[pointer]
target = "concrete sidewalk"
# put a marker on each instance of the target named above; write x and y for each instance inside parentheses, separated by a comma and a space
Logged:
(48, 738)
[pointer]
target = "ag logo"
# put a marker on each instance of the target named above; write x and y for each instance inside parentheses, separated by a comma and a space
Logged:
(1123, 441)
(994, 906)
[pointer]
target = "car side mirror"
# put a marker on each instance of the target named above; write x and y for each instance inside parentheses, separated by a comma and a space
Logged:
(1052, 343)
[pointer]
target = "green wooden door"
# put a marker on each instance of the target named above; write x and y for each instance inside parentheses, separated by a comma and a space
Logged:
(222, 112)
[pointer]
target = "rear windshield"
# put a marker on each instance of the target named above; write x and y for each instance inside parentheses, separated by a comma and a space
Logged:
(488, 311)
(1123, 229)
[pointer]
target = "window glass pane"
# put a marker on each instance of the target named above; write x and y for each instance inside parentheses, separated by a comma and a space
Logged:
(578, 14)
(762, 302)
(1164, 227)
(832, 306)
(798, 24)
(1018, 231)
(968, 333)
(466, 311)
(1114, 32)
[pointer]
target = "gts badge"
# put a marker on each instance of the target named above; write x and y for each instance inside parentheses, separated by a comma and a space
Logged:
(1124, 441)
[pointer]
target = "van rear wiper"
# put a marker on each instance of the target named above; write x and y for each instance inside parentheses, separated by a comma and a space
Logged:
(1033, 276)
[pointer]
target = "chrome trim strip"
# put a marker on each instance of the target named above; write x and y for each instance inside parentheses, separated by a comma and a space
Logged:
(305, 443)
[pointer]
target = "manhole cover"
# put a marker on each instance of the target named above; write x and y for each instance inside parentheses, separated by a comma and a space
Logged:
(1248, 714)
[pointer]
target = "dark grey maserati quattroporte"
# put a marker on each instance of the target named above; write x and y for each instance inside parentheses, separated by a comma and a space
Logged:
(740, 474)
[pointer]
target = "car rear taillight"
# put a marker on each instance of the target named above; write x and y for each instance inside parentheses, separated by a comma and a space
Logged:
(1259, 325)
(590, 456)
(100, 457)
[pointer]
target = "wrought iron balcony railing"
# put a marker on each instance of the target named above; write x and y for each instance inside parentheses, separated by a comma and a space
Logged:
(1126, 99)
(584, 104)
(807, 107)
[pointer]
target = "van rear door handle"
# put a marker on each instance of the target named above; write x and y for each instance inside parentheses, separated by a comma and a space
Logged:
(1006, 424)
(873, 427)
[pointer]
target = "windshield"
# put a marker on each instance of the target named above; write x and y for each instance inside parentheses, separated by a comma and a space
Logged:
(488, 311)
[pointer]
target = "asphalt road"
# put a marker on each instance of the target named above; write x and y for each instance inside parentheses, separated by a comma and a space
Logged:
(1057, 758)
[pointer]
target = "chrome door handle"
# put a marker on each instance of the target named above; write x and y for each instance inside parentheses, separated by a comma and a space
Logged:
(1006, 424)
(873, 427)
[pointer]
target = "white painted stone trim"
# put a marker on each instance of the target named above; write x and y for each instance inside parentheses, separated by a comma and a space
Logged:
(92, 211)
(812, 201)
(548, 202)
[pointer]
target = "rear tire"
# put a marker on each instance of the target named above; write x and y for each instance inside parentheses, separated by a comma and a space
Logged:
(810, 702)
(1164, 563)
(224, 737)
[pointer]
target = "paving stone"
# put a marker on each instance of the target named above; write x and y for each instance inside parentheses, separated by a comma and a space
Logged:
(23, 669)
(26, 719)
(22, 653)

▶ SET PROBLEM: Rescale the rows from the first line up to and including the line containing "(1052, 343)": write out all of those lines again, requests included, multiplying every x and y coordinate in the answers by 2.05 and rounding each to a whole number, with halves rounded up.

▶ ANSWER TO THIS TASK:
[pointer]
target = "concrete sidewalk"
# put a marker on each instance of the target named above; write x and y for each instance inside parentheses, separated by a comma and a space
Logged:
(98, 1513)
[pointer]
target = "ag logo"
# put a marker on each instance of the target named above; write x and y for each instance inside parentheses, separated by a comma and a space
Logged:
(2302, 904)
(2038, 1857)
[pointer]
target = "car side mirror"
# put a marker on each instance of the target named above; write x and y for each instance inside parentheses, separated by a comma and a space
Logged:
(2157, 703)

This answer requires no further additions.